═══ EXCERPTED DATA
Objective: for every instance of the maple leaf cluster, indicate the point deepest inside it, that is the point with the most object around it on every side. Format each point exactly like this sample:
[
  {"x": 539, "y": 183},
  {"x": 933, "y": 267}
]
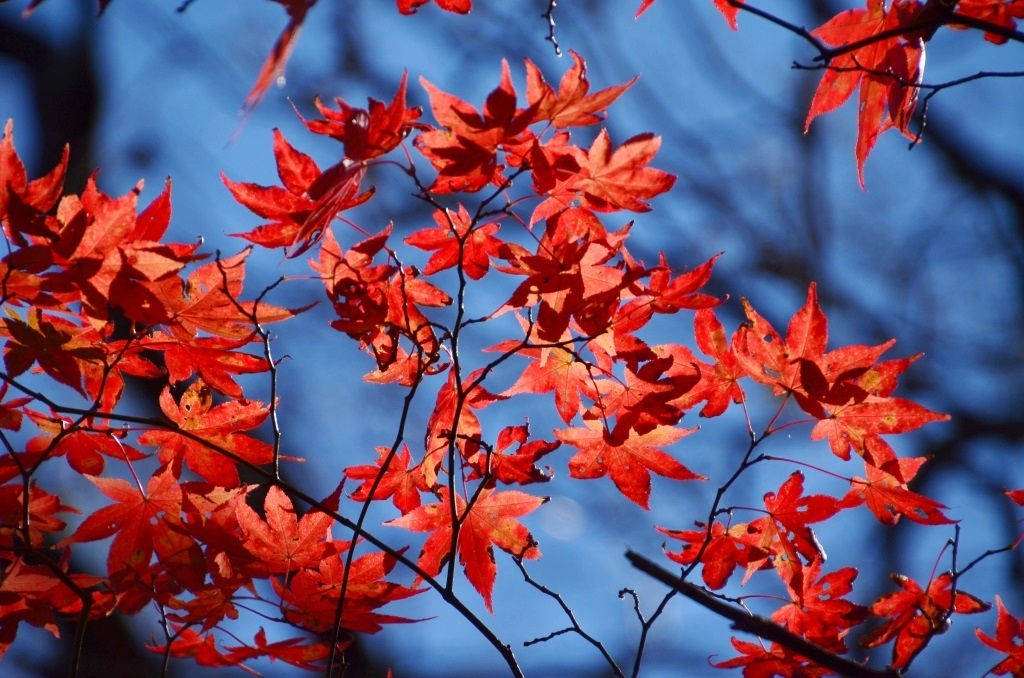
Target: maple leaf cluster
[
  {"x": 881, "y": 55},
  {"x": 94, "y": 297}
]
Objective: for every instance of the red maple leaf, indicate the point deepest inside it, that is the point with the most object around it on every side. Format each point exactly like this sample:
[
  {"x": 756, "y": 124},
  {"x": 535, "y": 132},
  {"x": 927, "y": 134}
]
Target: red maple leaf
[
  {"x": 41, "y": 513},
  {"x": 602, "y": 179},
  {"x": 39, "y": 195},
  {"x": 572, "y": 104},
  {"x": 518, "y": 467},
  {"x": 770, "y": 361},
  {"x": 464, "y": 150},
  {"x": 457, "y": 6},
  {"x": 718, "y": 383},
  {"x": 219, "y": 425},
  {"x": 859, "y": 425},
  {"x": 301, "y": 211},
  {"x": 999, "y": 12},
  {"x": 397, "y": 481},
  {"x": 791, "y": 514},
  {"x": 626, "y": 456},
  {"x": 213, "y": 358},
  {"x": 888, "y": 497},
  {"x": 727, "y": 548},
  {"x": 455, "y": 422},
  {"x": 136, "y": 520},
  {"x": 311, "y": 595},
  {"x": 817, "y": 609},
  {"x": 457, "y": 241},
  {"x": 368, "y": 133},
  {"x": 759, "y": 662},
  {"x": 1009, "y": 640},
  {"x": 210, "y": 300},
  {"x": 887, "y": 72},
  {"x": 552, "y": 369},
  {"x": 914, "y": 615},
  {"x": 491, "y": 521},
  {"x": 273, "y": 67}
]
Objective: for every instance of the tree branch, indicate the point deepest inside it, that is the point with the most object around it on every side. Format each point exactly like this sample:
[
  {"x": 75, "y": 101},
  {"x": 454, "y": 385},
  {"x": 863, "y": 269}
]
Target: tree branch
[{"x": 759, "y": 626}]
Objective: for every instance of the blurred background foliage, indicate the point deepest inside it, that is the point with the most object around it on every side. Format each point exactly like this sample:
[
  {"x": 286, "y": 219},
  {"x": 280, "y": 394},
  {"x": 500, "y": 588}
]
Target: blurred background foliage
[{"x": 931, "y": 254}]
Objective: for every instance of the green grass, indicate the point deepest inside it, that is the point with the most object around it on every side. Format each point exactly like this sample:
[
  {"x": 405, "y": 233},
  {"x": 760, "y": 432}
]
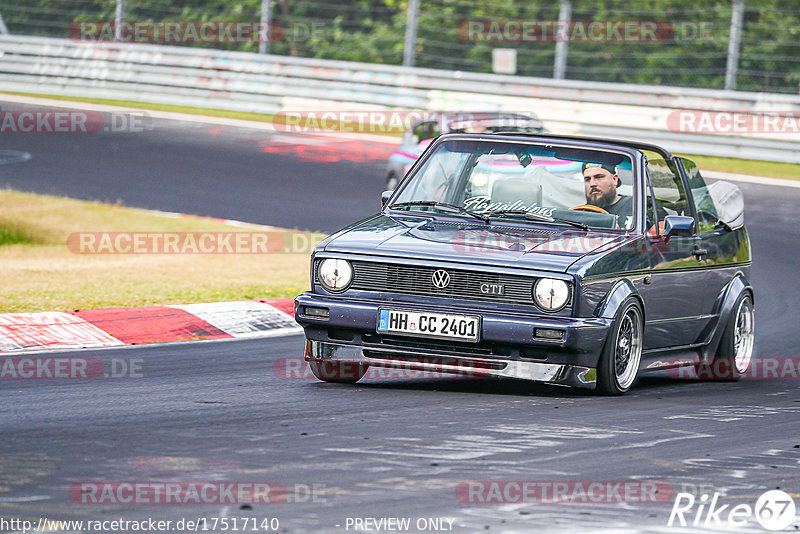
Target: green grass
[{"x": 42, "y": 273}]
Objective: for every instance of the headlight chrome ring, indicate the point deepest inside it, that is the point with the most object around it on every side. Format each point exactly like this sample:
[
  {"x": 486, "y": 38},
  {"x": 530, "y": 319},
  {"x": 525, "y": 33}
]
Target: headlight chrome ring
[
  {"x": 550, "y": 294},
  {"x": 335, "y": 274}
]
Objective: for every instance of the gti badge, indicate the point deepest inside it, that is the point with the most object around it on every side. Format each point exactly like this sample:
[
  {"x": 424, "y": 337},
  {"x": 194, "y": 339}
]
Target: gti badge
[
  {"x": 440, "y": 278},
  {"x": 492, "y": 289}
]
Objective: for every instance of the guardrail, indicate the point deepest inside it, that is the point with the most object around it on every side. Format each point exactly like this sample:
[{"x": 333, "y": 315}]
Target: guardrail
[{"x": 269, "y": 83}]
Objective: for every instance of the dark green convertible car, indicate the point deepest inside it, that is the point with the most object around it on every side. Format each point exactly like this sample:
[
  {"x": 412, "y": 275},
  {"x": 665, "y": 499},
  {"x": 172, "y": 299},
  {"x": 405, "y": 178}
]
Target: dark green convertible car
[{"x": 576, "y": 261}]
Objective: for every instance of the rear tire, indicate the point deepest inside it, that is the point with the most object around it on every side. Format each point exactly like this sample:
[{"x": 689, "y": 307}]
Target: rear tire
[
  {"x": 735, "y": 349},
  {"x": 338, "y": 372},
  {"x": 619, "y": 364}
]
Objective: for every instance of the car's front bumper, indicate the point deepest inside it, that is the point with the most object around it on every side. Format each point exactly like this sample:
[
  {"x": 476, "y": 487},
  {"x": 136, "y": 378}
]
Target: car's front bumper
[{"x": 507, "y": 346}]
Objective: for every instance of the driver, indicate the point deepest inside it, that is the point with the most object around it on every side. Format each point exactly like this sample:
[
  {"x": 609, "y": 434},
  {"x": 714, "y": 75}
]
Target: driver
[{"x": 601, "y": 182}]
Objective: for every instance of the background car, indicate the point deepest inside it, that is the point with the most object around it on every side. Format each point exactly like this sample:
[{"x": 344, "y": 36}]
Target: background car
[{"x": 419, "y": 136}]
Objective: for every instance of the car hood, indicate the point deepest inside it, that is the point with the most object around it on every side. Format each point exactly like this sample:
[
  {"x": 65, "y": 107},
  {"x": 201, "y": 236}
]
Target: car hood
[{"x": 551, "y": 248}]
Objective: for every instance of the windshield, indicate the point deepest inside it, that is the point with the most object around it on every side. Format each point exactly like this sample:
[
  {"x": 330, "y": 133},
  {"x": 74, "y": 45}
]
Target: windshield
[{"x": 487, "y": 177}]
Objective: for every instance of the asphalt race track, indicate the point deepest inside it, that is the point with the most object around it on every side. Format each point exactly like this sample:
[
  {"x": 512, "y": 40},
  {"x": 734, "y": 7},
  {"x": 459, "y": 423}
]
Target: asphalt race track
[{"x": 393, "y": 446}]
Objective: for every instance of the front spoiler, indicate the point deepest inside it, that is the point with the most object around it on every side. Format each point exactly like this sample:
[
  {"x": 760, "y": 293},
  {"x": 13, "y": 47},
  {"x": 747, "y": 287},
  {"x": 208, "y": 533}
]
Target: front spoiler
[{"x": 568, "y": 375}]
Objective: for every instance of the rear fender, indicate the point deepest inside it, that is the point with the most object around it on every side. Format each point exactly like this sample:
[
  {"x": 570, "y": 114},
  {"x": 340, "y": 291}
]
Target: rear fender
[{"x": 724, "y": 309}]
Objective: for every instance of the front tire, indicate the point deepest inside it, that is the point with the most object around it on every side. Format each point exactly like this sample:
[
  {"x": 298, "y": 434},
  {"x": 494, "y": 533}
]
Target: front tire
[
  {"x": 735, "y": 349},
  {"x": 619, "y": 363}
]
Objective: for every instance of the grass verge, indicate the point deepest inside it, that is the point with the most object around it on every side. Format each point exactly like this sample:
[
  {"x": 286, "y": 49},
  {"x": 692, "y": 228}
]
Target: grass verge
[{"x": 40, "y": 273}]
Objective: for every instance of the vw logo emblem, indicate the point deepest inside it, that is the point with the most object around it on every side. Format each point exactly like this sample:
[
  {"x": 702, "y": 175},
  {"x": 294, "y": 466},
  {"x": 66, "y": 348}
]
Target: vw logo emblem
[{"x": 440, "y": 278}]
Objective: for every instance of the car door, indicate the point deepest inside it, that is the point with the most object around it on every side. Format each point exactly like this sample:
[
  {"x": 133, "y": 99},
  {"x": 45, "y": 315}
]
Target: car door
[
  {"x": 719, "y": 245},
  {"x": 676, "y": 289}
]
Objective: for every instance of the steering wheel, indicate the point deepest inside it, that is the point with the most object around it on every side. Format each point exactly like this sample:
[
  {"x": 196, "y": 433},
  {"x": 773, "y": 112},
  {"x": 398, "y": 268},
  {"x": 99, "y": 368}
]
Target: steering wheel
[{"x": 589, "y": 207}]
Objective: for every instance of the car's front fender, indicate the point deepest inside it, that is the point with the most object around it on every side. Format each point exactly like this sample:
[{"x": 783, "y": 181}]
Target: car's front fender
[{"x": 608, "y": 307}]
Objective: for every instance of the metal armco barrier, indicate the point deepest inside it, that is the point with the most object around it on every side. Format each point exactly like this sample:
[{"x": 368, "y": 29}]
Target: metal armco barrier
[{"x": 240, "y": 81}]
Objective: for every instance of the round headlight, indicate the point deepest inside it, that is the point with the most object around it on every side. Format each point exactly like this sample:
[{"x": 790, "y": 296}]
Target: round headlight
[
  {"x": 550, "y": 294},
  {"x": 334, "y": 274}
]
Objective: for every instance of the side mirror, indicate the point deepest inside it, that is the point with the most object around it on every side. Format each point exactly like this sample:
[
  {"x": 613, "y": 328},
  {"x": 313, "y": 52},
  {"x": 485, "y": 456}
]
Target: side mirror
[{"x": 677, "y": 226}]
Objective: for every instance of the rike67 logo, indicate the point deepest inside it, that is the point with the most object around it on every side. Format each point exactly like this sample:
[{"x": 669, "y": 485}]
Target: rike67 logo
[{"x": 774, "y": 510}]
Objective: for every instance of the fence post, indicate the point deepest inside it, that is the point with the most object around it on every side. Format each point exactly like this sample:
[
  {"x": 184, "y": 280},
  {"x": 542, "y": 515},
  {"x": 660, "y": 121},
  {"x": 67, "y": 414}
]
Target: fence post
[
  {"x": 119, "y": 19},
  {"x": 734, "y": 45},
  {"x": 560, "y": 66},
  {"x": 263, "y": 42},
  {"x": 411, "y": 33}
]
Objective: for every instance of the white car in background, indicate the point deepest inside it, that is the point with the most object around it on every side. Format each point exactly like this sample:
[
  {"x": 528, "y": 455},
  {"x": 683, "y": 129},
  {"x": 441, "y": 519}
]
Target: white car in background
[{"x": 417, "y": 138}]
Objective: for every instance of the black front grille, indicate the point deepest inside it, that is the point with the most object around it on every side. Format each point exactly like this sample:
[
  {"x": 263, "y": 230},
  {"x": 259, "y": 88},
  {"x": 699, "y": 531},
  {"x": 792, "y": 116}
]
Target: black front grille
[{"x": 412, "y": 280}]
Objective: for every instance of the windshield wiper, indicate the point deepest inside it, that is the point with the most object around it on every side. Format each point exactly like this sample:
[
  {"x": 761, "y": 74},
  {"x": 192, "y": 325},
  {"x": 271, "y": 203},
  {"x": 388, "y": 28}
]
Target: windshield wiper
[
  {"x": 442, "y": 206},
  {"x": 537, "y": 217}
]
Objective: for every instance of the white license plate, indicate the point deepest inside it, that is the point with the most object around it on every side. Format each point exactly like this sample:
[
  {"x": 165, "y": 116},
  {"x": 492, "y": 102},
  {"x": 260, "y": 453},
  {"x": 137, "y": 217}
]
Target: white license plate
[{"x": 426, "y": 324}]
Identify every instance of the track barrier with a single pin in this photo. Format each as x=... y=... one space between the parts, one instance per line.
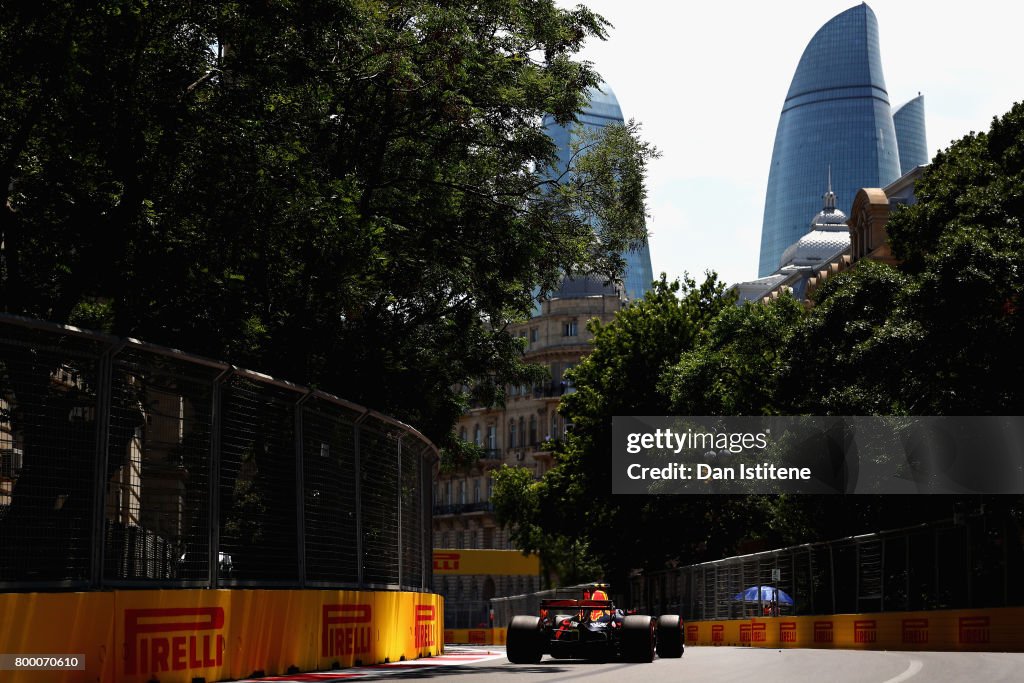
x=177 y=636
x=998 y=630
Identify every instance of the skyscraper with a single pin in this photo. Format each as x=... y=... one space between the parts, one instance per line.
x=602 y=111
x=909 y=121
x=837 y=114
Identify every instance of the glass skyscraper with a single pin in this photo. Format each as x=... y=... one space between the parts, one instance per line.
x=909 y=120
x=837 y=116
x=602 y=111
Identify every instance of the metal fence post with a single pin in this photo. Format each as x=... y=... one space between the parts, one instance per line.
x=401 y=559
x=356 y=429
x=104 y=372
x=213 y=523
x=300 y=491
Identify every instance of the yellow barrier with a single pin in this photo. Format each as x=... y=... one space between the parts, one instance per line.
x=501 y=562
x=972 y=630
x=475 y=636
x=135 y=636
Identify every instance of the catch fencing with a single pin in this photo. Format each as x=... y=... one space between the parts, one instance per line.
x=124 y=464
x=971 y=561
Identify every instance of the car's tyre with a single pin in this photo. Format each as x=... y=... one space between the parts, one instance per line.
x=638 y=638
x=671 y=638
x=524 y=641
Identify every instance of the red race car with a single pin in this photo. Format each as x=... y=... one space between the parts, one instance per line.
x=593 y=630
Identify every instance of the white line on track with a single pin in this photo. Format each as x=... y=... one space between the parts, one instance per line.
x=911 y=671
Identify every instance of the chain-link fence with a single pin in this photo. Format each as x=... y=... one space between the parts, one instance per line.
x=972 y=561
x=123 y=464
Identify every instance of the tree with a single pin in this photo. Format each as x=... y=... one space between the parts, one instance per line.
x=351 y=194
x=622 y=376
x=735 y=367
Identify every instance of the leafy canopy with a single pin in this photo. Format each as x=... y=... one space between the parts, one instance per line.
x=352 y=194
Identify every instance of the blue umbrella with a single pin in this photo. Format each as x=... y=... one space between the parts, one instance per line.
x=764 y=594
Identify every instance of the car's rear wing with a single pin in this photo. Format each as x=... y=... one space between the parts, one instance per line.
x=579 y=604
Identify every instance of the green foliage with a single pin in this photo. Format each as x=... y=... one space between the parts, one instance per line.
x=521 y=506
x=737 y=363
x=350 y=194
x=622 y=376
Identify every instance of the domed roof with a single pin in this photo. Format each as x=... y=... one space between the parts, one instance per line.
══════
HOW TO COMPLETE THIS TASK> From the records above, print exactly the lines that run from the line with "Target: metal armco barrier" to the line with "Objective: for every instance of the round", inclusive.

RESULT>
Target: metal armco barrier
[{"x": 240, "y": 81}]
Objective: for every instance of the round headlight, indicate the point deepest inside it, that is the point with the most object around it on every side. Format each point exactly like this sample:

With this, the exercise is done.